[DOCUMENT EXTRACT Boundary: Start]

I’ve had so many wonderful teachers I don’t feel I can single one out. What they all have in common is an impatience with anything less than total devotion to learning. My parents, who were teachers themselves (my father taught high-school French, Spanish and Italian; my mother, a nurse, taught nursing in a community college), warned me not to become a teacher, which led to a paradox: I rebelled by going into the family business. The third-century theologian Origen of Alexandria believed that the entire cosmos is a classroom for souls, and if that’s true, I’m somewhere in the back of the room with the platypus and Pluto, squinting to read the writing on the blackboard.

Do you have a background in music, dance, or drama? 

Not by Juilliard standards. In elementary and high school I sang in church and performed in musical theater. I had more guts than skill, which is why I would have been a supporting character on Glee rather than a lead, though I did have fun in Godspell making the grandmothers cry when I was crucified at the end of Act II. I am still occasionally asked to sing at weddings and to howl with greyhounds.

If you could have your students visit any place in the world, where would it be and why? 

I would have them visit the source of their drinking water to make sure they know that drinking water has a source, and that source must be protected. Manhattan, for instance, has some of the best tap water in the country because of the conservation of the Delaware, Catskills, and Croton watersheds. It’s easy to take for granted.

What’s the most satisfying aspect of teaching for you? 

Watching students accomplish something they didn’t think they could do.

What’s the most frustrating aspect of teaching for you? 

Watching students waste time thinking they can’t do something.

If you suddenly had a few hours of free time, how would you spend it? 

Walking around Providence, R.I., my favorite city. Every few years The New York Times sends a writer to Providence, only to discover again what a beautiful and disturbing place it is. H. P. Lovecraft is buried there in a gorgeous cemetery called Swan Point, an ironic resting place for a master of horror. Providence has the best Italian ices in the country, as far as I know. There are gondolas in the river downtown, and an art-house movie theater with couches instead of seats. As the home of Roger Williams, it is the birthplace of the American tradition of religious freedom and tolerance. The diners are as good as the universities, though I caution everyone to think twice before trying to digest French toast made from banana bread. It’s a little rich.

What would people be surprised to know about you? 

Everything I need to know I learned from Buffy the Vampire Slayer. Young people today don’t watch enough television.

If your students could only remember one thing from your teaching, what would you want it to be? 

Writing is a way of thinking, not just a container for information.

If you weren’t in the career you are in, what would you be doing? 

Field biology or environmental law. I was really more of a science nerd as a kid, but I gravitated to literature as a field that doesn’t sacrifice emotion to reason, or vice versa. Unlike field ecologists, English teachers don’t get to thrust their students into bogs to get covered up to the neck in mud that smells like rotten eggs (because of anaerobic decomposition), though there are days when I am tempted to find a bog and give it a try.

Who are some of your favorite authors? 

This is a dangerous question to ask an English professor. My favorite authors include, in no particular order: Madeleine L’Engle, Toni Morrison, the “Pearl poet,” Michel de Montaigne, Douglas Adams, Loren Eiseley, Wallace Stevens, Leslie Marmon Silko, Alice Walker, Michael Chabon, Tony Kushner, Sei Shonagon, Stan Lee, Wendell Berry, Diane Di Prima, Gene Roddenberry, Gloria Anzaldúa, A.S. Byatt, Neil Gaiman, Susan Griffin, Joss Whedon, Dante, Robert Sullivan, Ursula Le Guin, Galway Kinnell, Jonathan Swift, Kenko, W.H. Auden, Gwendolyn Brooks, Ana Castillo, and Salman Rushdie.

Is there anything you would like to add?

Never attack a silver dragon with a cold spell, and have fun storming the castle.

[DOCUMENT EXTRACT Boundary: End]
[MATERIAL PROVIDED Boundary: Start]

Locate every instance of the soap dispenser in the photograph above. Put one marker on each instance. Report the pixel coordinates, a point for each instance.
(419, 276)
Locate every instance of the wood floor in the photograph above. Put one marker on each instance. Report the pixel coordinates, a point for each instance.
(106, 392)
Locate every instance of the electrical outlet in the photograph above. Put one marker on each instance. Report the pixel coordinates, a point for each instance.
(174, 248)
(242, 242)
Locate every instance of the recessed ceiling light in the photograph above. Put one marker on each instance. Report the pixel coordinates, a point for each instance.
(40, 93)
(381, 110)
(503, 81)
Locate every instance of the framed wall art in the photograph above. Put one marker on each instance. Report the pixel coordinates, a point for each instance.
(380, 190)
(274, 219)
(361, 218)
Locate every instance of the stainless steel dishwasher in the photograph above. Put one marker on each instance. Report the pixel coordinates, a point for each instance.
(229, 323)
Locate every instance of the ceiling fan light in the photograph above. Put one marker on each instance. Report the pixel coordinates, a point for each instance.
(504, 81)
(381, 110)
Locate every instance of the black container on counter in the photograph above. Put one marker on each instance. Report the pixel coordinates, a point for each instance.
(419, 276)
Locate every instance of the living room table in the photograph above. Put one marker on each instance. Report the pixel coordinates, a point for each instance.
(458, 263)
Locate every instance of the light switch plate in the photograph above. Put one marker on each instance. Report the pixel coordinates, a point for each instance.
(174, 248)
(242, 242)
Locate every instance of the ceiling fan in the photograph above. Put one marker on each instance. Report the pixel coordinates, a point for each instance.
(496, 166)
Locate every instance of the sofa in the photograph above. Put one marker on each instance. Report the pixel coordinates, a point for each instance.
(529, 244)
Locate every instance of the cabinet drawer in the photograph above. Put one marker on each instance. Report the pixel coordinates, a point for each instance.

[MATERIAL PROVIDED Boundary: End]

| QUESTIONS TO ANSWER |
1. Reproduce the part of the interview starting at "If you could" and ending at "they could do.".
2. According to the interview, in which cemetery is H. P. Lovecraft buried?

| RESULTS FOR EACH TASK |
1.
If you could have your students visit any place in the world, where would it be and why? 

I would have them visit the source of their drinking water to make sure they know that drinking water has a source, and that source must be protected. Manhattan, for instance, has some of the best tap water in the country because of the conservation of the Delaware, Catskills, and Croton watersheds. It’s easy to take for granted.

What’s the most satisfying aspect of teaching for you? 

Watching students accomplish something they didn’t think they could do.

2. Swan Point, in Providence, R.I.